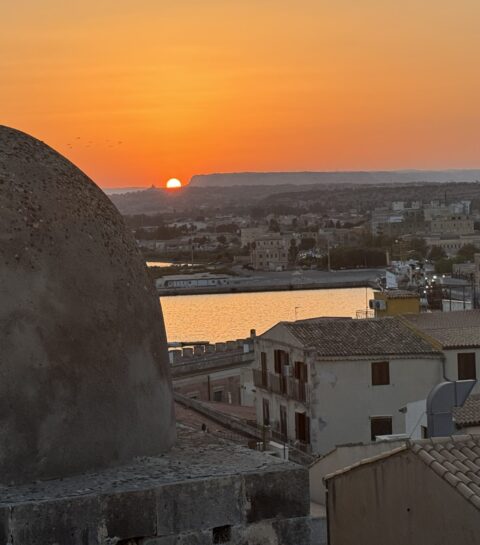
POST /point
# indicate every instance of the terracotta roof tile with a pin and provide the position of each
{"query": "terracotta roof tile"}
(343, 337)
(469, 413)
(455, 461)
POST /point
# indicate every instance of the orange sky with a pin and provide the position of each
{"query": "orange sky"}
(135, 92)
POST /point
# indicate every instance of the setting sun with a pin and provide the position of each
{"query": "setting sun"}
(174, 183)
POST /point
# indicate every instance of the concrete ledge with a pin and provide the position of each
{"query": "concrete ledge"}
(202, 487)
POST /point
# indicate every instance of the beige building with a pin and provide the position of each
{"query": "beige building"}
(270, 253)
(248, 235)
(457, 335)
(329, 381)
(452, 243)
(426, 492)
(452, 225)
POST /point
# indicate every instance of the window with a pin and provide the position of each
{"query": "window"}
(266, 412)
(380, 373)
(222, 534)
(466, 366)
(300, 371)
(280, 359)
(263, 359)
(283, 421)
(218, 395)
(380, 425)
(302, 427)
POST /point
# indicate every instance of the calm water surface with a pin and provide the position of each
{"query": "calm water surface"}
(220, 317)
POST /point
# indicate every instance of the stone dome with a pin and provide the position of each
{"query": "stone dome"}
(85, 380)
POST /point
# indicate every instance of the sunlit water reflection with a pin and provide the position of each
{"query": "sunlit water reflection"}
(221, 317)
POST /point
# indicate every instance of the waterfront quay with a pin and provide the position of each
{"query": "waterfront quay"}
(203, 283)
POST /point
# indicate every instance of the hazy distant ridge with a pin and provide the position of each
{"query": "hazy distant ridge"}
(353, 177)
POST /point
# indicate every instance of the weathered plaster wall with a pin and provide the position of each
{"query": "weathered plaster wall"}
(202, 488)
(344, 399)
(398, 501)
(84, 374)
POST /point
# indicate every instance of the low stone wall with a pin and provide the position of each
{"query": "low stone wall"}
(203, 492)
(209, 351)
(239, 426)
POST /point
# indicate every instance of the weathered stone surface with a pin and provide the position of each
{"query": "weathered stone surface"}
(182, 497)
(84, 374)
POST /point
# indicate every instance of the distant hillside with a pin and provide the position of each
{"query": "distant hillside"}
(357, 178)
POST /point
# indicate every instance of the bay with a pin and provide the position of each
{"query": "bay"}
(228, 316)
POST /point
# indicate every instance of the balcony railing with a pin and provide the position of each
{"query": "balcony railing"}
(282, 385)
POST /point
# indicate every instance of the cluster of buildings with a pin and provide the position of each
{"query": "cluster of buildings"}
(350, 399)
(448, 226)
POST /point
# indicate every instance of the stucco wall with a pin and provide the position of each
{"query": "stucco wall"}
(344, 399)
(451, 367)
(399, 501)
(343, 456)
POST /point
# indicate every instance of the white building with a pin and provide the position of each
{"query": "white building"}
(330, 381)
(271, 253)
(248, 235)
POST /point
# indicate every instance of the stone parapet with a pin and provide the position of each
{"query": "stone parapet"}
(204, 491)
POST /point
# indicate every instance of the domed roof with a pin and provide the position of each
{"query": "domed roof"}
(84, 373)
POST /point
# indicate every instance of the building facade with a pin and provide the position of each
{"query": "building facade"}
(270, 253)
(425, 492)
(328, 381)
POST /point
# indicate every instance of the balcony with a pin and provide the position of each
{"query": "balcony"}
(288, 387)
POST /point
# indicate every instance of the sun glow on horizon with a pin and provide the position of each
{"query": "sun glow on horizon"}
(173, 183)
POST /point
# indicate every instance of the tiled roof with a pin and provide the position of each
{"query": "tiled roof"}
(469, 414)
(400, 294)
(456, 460)
(344, 337)
(459, 329)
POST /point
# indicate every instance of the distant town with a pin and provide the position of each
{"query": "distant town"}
(416, 231)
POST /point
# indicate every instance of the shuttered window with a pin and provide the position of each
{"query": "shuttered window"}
(380, 373)
(466, 366)
(380, 425)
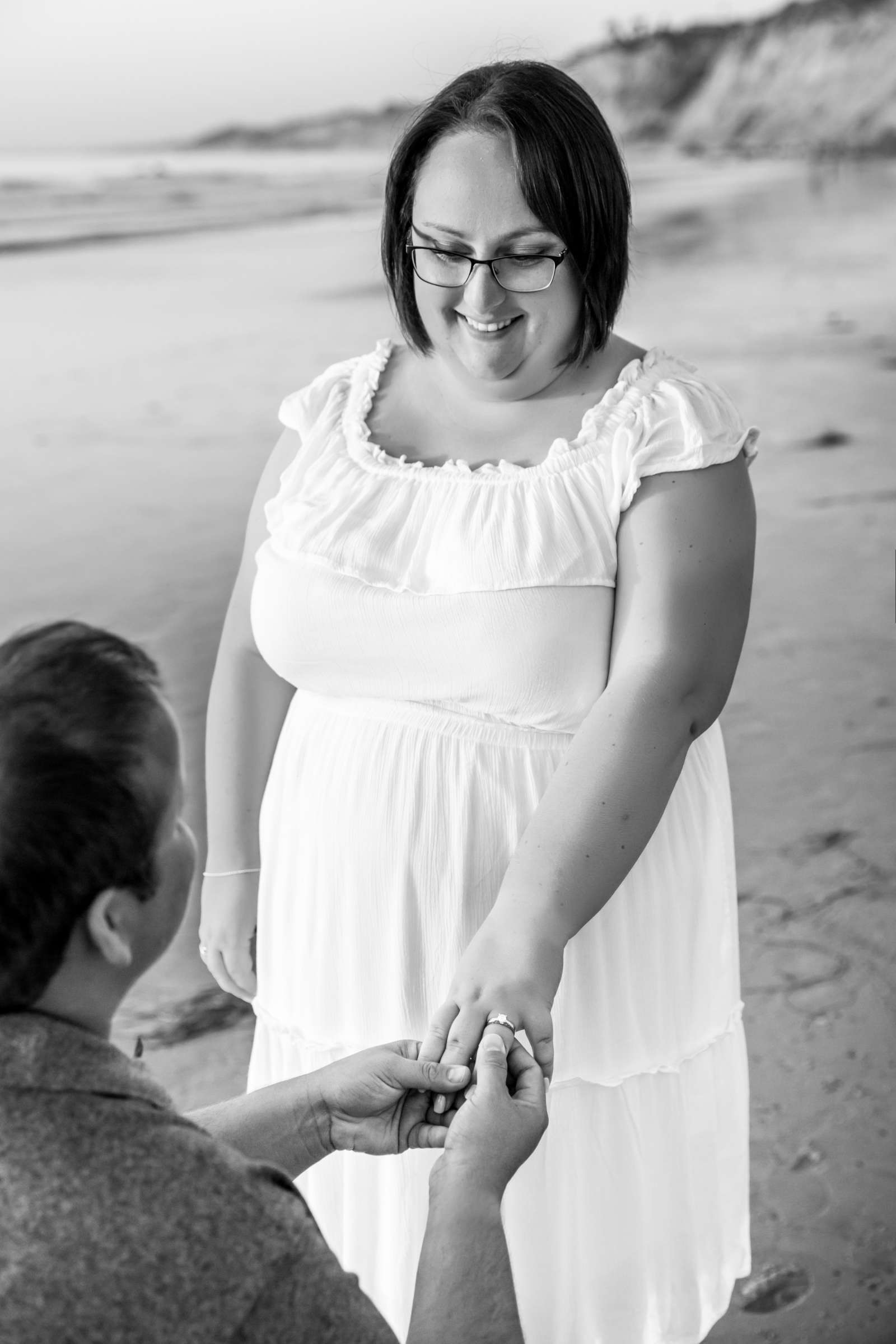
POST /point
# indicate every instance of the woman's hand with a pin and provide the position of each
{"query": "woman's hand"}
(226, 932)
(510, 967)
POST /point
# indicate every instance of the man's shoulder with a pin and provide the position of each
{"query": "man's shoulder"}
(127, 1213)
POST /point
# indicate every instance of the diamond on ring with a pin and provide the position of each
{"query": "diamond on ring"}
(503, 1020)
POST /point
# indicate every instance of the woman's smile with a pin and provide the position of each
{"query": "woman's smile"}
(488, 327)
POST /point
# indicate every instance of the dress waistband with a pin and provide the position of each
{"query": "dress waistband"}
(432, 718)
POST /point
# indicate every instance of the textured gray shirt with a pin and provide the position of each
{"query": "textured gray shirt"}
(125, 1224)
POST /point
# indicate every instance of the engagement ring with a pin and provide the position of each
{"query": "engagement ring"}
(503, 1020)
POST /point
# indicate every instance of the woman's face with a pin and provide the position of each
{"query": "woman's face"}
(468, 200)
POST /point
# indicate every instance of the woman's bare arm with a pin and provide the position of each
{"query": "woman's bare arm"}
(685, 552)
(685, 556)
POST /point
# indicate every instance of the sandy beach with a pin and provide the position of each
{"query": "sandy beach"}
(143, 384)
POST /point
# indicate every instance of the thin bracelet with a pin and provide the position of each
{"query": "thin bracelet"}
(230, 872)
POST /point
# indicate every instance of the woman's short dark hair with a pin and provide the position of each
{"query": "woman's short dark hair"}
(76, 814)
(571, 176)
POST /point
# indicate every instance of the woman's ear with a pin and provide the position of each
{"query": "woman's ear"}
(110, 926)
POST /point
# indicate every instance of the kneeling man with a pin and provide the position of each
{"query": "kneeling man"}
(120, 1220)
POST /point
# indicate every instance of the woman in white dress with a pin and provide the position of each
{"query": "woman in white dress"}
(464, 721)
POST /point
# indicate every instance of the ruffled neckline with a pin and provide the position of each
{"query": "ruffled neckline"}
(562, 452)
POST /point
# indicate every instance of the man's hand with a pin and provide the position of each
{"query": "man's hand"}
(374, 1101)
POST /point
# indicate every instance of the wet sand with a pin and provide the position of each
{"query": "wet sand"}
(143, 391)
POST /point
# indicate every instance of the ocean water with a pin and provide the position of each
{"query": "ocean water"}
(105, 166)
(68, 199)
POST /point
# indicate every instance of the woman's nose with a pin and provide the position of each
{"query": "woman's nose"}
(483, 291)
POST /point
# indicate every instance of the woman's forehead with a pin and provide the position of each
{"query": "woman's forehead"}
(469, 179)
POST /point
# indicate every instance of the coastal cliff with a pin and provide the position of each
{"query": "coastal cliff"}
(812, 80)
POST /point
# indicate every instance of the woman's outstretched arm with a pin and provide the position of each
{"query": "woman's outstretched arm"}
(248, 704)
(685, 553)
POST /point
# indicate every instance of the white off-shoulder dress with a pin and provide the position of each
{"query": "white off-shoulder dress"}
(440, 627)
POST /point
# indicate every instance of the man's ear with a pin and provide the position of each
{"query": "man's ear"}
(110, 926)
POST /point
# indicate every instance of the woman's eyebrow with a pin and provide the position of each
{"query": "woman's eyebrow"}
(506, 239)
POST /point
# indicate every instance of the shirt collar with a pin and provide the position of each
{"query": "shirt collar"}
(46, 1054)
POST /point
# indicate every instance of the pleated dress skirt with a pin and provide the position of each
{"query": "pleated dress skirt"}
(386, 831)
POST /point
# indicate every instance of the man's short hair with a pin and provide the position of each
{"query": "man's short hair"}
(76, 812)
(571, 176)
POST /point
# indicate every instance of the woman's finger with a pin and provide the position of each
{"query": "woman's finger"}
(526, 1072)
(464, 1037)
(539, 1029)
(216, 963)
(437, 1033)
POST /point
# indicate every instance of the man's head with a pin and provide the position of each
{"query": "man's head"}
(95, 861)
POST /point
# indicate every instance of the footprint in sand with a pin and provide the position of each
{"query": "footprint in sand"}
(780, 967)
(774, 1288)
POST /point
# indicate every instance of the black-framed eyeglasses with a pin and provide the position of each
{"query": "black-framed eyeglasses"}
(452, 270)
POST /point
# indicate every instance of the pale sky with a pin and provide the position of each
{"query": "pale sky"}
(78, 73)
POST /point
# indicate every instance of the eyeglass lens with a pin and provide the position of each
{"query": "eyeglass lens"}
(521, 274)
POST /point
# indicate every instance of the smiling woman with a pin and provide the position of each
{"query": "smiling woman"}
(464, 720)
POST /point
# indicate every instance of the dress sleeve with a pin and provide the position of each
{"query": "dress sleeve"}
(314, 413)
(684, 424)
(304, 409)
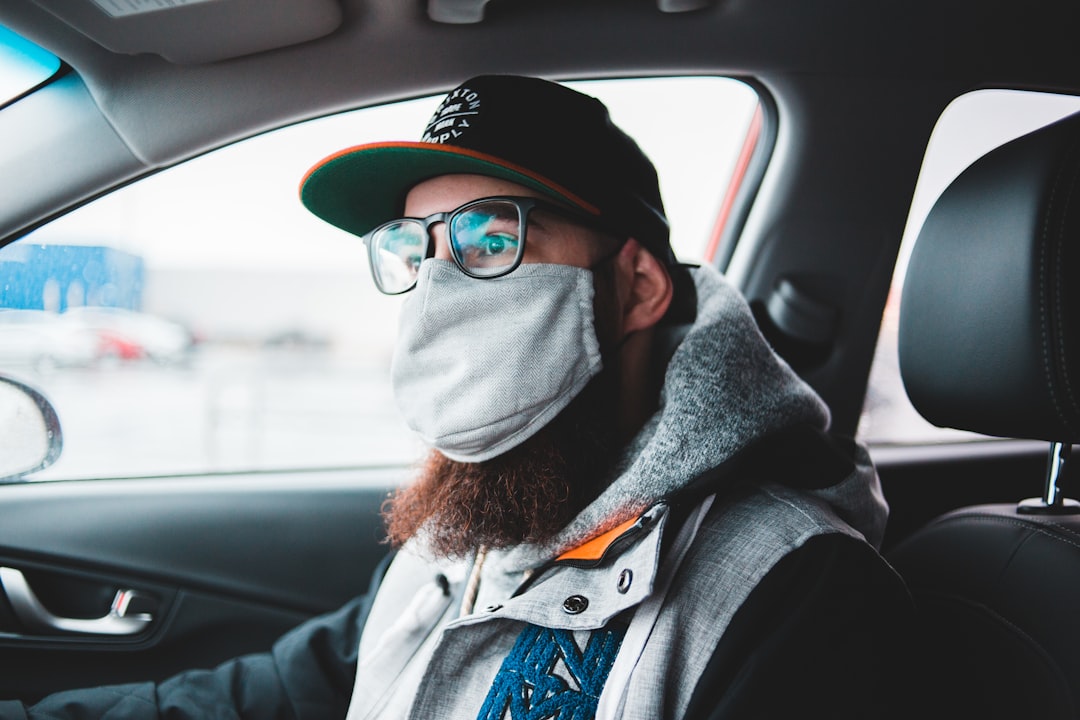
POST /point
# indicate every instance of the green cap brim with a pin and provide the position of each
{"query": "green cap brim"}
(360, 188)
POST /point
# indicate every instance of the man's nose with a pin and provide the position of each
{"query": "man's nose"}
(442, 244)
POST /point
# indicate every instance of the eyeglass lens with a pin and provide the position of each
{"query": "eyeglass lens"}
(485, 241)
(396, 250)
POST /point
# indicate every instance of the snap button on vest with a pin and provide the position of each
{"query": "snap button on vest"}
(575, 605)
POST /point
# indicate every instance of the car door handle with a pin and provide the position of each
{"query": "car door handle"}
(36, 616)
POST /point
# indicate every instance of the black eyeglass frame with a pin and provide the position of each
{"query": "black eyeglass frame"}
(524, 205)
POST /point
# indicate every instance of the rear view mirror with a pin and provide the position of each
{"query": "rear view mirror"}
(29, 431)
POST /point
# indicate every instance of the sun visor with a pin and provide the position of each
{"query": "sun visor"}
(196, 31)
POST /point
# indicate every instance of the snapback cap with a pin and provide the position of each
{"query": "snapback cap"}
(534, 132)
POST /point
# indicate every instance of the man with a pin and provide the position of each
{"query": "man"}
(632, 507)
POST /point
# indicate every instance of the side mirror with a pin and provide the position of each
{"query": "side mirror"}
(29, 431)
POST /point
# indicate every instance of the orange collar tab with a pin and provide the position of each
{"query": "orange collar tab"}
(593, 549)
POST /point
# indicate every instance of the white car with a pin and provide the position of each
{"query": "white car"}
(137, 334)
(38, 339)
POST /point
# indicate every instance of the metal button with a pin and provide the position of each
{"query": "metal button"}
(575, 605)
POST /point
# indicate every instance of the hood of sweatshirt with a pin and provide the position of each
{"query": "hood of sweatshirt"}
(724, 389)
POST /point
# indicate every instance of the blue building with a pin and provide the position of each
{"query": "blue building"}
(59, 276)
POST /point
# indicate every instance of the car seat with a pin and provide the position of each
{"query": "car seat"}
(989, 341)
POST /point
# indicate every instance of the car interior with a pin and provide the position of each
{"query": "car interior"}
(896, 206)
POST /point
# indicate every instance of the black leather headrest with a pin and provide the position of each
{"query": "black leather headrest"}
(990, 314)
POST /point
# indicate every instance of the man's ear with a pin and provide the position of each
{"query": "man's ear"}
(648, 288)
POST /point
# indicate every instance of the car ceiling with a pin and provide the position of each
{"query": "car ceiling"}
(858, 87)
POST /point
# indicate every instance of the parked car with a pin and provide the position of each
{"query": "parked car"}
(135, 335)
(801, 146)
(38, 340)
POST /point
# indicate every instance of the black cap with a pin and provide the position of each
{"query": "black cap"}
(532, 132)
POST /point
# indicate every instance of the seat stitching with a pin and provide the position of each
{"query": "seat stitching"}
(1041, 528)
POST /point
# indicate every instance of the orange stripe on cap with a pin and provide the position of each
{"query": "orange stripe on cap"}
(593, 549)
(454, 150)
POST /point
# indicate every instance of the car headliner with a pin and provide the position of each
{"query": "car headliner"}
(856, 86)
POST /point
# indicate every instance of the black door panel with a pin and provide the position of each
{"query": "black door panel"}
(220, 566)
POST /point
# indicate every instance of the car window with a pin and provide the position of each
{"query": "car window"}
(23, 66)
(201, 320)
(972, 125)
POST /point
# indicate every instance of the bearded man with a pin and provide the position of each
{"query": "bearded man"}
(632, 507)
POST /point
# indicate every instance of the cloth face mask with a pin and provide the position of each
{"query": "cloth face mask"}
(482, 365)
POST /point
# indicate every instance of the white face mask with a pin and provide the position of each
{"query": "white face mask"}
(482, 365)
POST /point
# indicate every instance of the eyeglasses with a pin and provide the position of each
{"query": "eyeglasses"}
(486, 238)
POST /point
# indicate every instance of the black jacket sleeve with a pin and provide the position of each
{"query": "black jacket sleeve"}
(824, 635)
(309, 674)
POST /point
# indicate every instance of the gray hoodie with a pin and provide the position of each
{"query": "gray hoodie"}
(623, 626)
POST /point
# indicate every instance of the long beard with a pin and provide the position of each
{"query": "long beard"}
(527, 494)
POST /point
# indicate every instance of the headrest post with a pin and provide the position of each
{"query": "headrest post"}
(1055, 464)
(1052, 502)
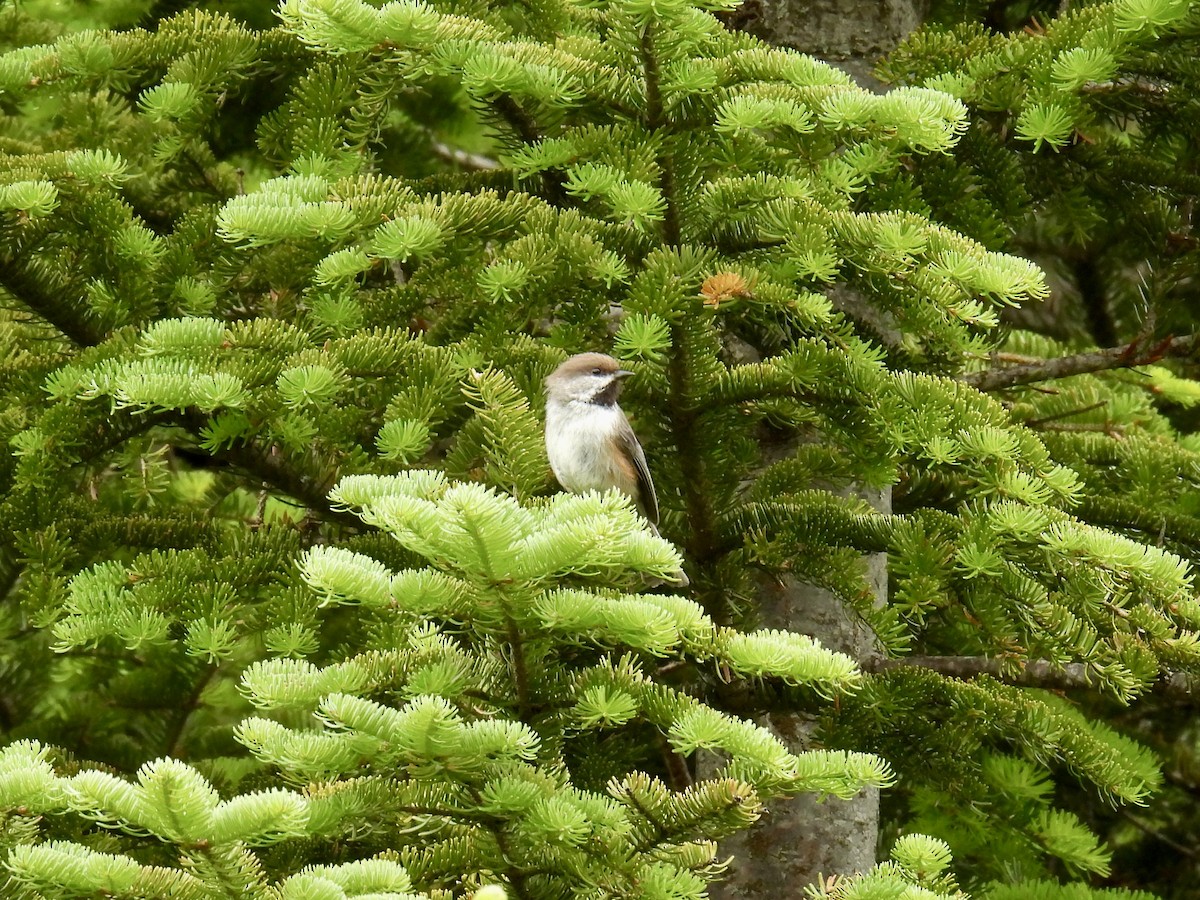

任务目标: 把上面记录中含有字符串“button”的每一行都摘出来，区分大小写。

完整答案:
# indicate every instance of the snap button on vest with a pin and provide the position of each
{"query": "snap button on vest"}
# indicate every instance of the metal button with a pin and provide the position of each
{"query": "metal button"}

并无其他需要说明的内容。